→ Dataset content
===============

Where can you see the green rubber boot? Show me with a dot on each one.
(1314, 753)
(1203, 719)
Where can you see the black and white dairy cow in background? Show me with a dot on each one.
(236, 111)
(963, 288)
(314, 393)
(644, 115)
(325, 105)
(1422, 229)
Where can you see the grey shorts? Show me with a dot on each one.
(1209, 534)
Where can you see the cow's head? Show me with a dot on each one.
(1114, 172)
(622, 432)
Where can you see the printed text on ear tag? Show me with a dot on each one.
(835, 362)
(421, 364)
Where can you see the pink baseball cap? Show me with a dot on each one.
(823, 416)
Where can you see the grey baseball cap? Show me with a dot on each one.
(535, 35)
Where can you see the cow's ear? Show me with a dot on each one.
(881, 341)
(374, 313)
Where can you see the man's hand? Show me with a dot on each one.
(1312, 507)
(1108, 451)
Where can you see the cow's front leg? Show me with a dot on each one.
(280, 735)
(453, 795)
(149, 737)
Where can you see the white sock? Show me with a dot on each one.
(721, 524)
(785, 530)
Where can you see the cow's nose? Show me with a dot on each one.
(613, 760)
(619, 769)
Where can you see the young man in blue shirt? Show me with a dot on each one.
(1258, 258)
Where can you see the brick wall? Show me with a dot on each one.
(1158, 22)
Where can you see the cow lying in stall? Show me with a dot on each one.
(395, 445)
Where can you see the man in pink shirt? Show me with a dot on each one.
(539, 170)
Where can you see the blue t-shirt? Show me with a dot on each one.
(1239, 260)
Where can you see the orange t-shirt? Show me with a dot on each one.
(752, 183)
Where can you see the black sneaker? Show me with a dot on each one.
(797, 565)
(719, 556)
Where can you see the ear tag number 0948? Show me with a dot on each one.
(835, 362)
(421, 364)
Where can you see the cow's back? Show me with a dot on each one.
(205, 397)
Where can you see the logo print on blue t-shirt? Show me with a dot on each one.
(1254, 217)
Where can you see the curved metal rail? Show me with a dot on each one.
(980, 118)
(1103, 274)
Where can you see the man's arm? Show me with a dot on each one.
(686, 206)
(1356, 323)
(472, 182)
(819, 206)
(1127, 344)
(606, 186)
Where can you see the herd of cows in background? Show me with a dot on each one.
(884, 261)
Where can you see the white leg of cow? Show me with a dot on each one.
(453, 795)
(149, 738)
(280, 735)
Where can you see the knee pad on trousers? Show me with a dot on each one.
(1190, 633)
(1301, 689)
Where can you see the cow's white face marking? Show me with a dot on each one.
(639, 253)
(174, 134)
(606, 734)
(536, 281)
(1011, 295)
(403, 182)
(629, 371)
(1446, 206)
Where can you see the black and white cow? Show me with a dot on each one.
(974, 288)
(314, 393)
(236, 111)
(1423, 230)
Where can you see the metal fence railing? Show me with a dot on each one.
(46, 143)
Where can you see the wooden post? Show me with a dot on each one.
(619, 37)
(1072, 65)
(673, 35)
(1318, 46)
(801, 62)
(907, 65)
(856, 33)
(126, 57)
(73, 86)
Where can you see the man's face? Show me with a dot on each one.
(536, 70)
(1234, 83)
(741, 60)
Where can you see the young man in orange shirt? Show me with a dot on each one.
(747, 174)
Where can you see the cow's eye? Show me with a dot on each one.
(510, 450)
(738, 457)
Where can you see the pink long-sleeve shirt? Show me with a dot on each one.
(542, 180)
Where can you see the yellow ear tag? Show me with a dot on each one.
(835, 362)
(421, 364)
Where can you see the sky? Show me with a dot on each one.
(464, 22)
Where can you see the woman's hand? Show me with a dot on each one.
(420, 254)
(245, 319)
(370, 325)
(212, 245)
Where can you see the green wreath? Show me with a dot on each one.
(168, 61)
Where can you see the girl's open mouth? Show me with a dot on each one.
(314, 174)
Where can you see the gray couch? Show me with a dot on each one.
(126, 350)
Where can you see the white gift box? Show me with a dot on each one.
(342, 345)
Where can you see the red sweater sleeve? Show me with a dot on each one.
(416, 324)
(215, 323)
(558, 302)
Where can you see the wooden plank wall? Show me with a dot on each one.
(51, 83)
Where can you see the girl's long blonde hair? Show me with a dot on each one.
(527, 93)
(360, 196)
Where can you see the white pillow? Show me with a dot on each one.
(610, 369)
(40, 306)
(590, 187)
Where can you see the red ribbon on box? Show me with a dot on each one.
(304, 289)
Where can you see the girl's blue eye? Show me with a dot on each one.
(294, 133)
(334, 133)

===============

→ Aim
Recast everything above, from the start of the entries down to and including the line that contains "(1103, 274)", as a JSON list of strings with one string per line and no blank lines.

→ Task solution
[
  "Where can you see the green rubber boot? Show me with a dot on each one.",
  "(1314, 753)",
  "(1203, 719)",
  "Where can you see the black and white dairy cow in background? Show me with a dot on each one.",
  "(236, 111)",
  "(963, 288)",
  "(314, 393)",
  "(644, 115)",
  "(325, 105)",
  "(1422, 229)",
  "Where can you see the grey shorts? Show me with a dot on each one.",
  "(1209, 534)",
  "Where can you see the cow's head? Show me with a dot on each one.",
  "(1114, 172)",
  "(622, 432)",
  "Where can you see the printed text on ear tag? Show me with a dot on each one.",
  "(835, 362)",
  "(421, 364)",
  "Where can you see the pink baseball cap? Show me with a dot on each one.",
  "(823, 416)",
  "Where can you see the grey baseball cap? Show me with a dot on each one.",
  "(535, 35)",
  "Where can you see the cow's ear? Show me with a dot on each one.",
  "(881, 341)",
  "(374, 313)",
  "Where can you see the man's hand? Show me with a dot on each one.",
  "(1312, 507)",
  "(1108, 451)",
  "Where can you see the cow's front leg? Show me with a dot on each one.",
  "(280, 735)",
  "(453, 795)",
  "(149, 737)",
  "Where can you see the white sock? Show me with a dot on each one.",
  "(721, 524)",
  "(785, 530)",
  "Where can you see the cow's nose? Show me with a dot on each one.",
  "(613, 760)",
  "(619, 769)",
  "Where can you see the young man in blue shirt? Show me with a dot on each one.",
  "(1258, 258)",
  "Where can you see the brick wall? Show me with a dot on each one.",
  "(1158, 22)",
  "Where can you see the cow lying in stall? Show me with a dot on each one.",
  "(395, 445)",
  "Where can you see the man in pink shirt? Show me with a dot on each one.",
  "(539, 170)",
  "Where can you see the blue t-shirt? Show me with a dot on each one.",
  "(1239, 260)",
  "Where can you see the orange t-shirt? Show me with a dot on each one.",
  "(752, 183)",
  "Where can you see the black sneaker? Show me with a dot on each one.",
  "(797, 565)",
  "(719, 556)",
  "Where can you see the ear tag number 0948? Show me with a dot on each one.",
  "(835, 362)",
  "(421, 364)",
  "Where can you see the cow's back? Show me with a dot on each one.",
  "(205, 397)",
  "Where can you see the logo print on blue t-shirt? Show me with a dot on each one.",
  "(1254, 217)",
  "Where can you see the curved metal rail? Show me with a dot on each one.",
  "(980, 118)",
  "(1103, 274)"
]